• [Task details] Could you quote all the rows below verbatim, with every line in its original order, and leave the pictures out?

-- start Data lines --

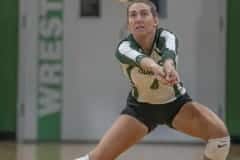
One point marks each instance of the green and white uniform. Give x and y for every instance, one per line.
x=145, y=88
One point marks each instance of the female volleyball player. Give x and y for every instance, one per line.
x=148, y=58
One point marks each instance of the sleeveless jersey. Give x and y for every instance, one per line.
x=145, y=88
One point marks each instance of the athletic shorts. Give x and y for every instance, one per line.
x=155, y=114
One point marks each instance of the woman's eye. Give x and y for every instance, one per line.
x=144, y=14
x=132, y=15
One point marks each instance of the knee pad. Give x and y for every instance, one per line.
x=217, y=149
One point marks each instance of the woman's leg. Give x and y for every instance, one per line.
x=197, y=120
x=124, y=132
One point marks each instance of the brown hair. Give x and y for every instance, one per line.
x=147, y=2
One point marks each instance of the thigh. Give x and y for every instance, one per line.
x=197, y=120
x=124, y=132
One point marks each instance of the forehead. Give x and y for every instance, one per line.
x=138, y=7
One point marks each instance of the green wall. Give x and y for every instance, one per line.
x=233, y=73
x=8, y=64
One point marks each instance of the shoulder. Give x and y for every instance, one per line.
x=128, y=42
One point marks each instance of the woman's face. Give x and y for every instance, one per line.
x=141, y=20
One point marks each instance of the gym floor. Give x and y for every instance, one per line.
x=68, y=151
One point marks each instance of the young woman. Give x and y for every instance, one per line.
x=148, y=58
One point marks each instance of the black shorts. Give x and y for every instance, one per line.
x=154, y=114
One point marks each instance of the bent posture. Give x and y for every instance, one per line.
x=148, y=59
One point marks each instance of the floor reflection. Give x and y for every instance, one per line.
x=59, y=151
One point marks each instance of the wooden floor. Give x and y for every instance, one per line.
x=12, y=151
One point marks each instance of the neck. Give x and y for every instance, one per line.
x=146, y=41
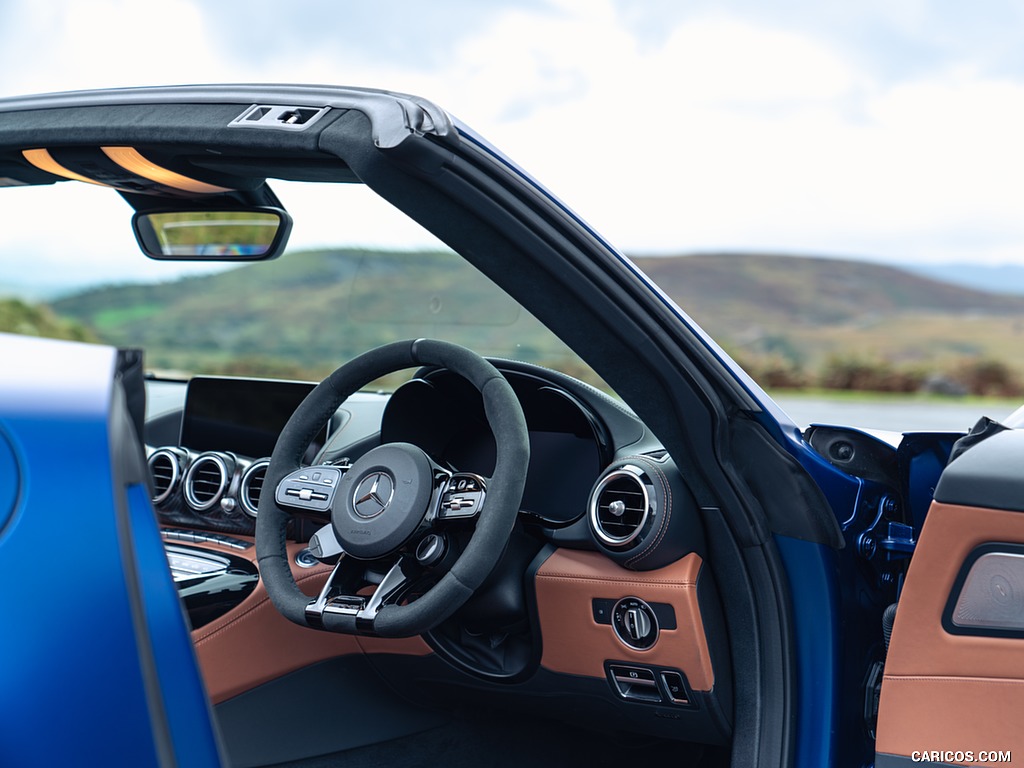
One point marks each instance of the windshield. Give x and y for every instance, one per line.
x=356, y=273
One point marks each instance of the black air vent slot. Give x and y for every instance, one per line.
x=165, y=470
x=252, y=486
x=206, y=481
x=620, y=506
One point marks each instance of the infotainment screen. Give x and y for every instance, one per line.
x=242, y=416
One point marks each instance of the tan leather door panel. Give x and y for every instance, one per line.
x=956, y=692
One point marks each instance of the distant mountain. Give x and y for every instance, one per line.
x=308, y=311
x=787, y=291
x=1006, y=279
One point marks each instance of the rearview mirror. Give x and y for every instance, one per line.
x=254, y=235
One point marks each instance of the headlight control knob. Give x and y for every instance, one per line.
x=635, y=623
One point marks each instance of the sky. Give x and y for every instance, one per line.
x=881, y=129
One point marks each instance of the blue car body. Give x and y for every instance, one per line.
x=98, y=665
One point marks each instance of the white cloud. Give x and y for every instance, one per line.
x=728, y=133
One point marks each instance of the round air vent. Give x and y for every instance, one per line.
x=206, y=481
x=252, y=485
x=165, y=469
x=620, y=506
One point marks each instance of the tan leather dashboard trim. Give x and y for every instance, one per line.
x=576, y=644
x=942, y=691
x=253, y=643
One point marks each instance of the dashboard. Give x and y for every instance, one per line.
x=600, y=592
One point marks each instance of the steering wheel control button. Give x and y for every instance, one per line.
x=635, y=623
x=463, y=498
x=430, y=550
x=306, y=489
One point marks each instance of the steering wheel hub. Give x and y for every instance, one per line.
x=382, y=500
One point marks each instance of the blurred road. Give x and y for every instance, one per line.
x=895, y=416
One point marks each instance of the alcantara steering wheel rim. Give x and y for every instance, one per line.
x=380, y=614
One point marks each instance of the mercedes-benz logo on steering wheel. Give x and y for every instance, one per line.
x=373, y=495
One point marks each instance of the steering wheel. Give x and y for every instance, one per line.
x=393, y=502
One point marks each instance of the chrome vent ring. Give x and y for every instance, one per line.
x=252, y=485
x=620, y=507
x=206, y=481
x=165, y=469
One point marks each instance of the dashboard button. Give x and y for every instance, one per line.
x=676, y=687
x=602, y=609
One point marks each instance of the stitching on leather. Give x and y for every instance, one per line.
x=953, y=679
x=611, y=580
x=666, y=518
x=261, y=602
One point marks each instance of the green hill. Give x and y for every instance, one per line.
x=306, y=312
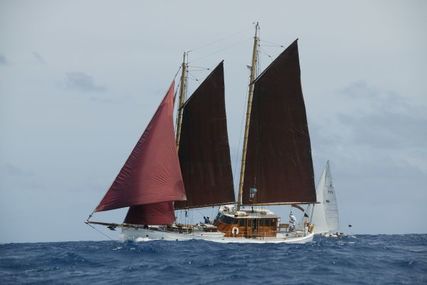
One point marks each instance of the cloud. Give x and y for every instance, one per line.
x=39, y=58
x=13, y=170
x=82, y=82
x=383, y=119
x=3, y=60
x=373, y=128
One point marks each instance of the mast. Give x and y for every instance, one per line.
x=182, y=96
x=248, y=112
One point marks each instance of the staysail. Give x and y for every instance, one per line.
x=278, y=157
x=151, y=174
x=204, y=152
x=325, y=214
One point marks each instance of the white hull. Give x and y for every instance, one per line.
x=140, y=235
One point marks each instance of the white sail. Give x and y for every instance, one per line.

-- end Data lines --

• [Solution to this problem]
One point marks each instance of the green and white uniform. Give x and y for every instance, one per line.
x=145, y=88
One point marks each instance of the female volleyball player. Give x and y for every instance, one per line.
x=148, y=58
One point marks each instance of the sleeveless jersey. Give x and y for every instance, one per line.
x=145, y=88
One point marks each instance of the athletic shorts. Give x and y for every instance, one per line.
x=155, y=114
One point marks each instance of the woman's eye. Give x and y for every instance, one per line.
x=144, y=14
x=132, y=15
One point marks each instance of the knee pad. Give x and y for every instance, one per line.
x=217, y=149
One point marks each instance of the woman's leg. Give x and y for every instance, one per line.
x=197, y=120
x=124, y=132
One point marks each instance of the brown hair. Give x and y for every instance, one per line.
x=147, y=2
One point marks each instance of the thigh. Give x and y for every instance, one per line.
x=197, y=120
x=124, y=132
One point marks each instance of the forehead. Give x and y for every instance, one per line.
x=138, y=7
One point marks each instance of the green wall. Give x and y for every instance, one per line.
x=233, y=73
x=8, y=64
One point marks each instance of the shoulder. Give x and y for every instance, one per line.
x=128, y=42
One point marks each instance of the woman's face. Give x and y for every instance, one per line.
x=141, y=20
One point marks each instance of the gym floor. Give x and y for every instance, one per line.
x=68, y=151
One point marks each instance of the young woman. Give x and y for every instance, one per line.
x=148, y=58
One point marks each instance of the black shorts. Give x and y for every instance, one per line.
x=154, y=114
One point marks each instance of the bent posture. Give x and y for every instance, one per line.
x=148, y=59
One point marks each instance of the floor reflection. Give x and y for every instance, one per line.
x=59, y=151
One point marks each instance of the wooden floor. Give x and y for every instance, one per line.
x=12, y=151
One point marks each instance of the neck. Give x and y for every instance, one per line.
x=146, y=41
One point marks each instance of the windshield. Give x and y for every instance, one per line.
x=356, y=273
One point marks each instance of the black air vent slot. Give x and y for every instance, one per line.
x=165, y=470
x=252, y=486
x=206, y=481
x=620, y=506
One point marks each instance of the infotainment screen. Give x and y for every instance, one per line.
x=242, y=416
One point marks each instance of the tan leather door panel. Give x and y for every instance, one per line.
x=956, y=692
One point marks each instance of the distant mountain. Give x and y for every instance, one per line.
x=308, y=311
x=787, y=291
x=1006, y=279
One point marks each instance of the rearview mirror. Give x and y for every instance, one per line.
x=254, y=235
One point marks each instance of the headlight control knob. Give x and y for every instance, one per line.
x=635, y=623
One point marks each instance of the sky. Give x and y for every instance, one per line.
x=881, y=129
One point marks each instance of the blue car body. Give x and y for every instance, one per line.
x=98, y=665
One point marks each instance of the white cloud. Give x and y for every instance, one per line.
x=728, y=133
One point marks each instance of the round air vent. Give x and y for every instance, one per line.
x=206, y=481
x=252, y=485
x=165, y=469
x=620, y=506
One point marks each instance of the tan leather dashboard trim. Give x and y for every instance, one per line.
x=576, y=644
x=942, y=691
x=253, y=643
One point marks each instance of the dashboard. Give x and y for every instance, one per line.
x=600, y=592
One point marks each instance of the steering wheel control button. Give x and y for every instance, one per line.
x=635, y=623
x=463, y=498
x=430, y=550
x=306, y=489
One point marks each instance of the steering wheel hub. Give x and y for every instance, one per line.
x=382, y=500
One point marks each instance of the blurred road. Give x and y for every instance, one per line.
x=895, y=416
One point marks each instance of the alcantara steering wheel rim. Give x and y for every instance, one per line.
x=380, y=614
One point marks each instance of the mercedes-benz logo on steering wheel. Give x and y for every instance, one per line.
x=373, y=495
One point marks each instance of the steering wheel. Give x and y for every instance, one per line.
x=393, y=502
One point marks each instance of the chrome vent ring. Give x and y for every instance, one per line.
x=252, y=485
x=620, y=507
x=206, y=481
x=165, y=469
One point marks each instance of the dashboard button. Give x and y for every instance, one per line.
x=676, y=687
x=602, y=609
One point marks each instance of the stitching on leather. Give x and y for every instance, one per line.
x=953, y=679
x=611, y=580
x=666, y=518
x=261, y=602
One point marks each instance of the green hill. Give x and y for every instance, one per line.
x=306, y=312
One point marks each instance of the cloud. Give x and y for every instance, one per line.
x=39, y=58
x=13, y=170
x=82, y=82
x=383, y=119
x=3, y=60
x=373, y=128
One point marks each instance of the mast. Give x and y for every instance, one per line.
x=182, y=96
x=248, y=112
One point marks each instance of the staysail. Give x and y for every instance, one per line.
x=278, y=157
x=151, y=174
x=204, y=152
x=325, y=214
One point marks each instance of the white hull. Give x and y for every instance, one per line.
x=140, y=235
One point marks each instance of the white sail. Give x and y for every instance, one per line.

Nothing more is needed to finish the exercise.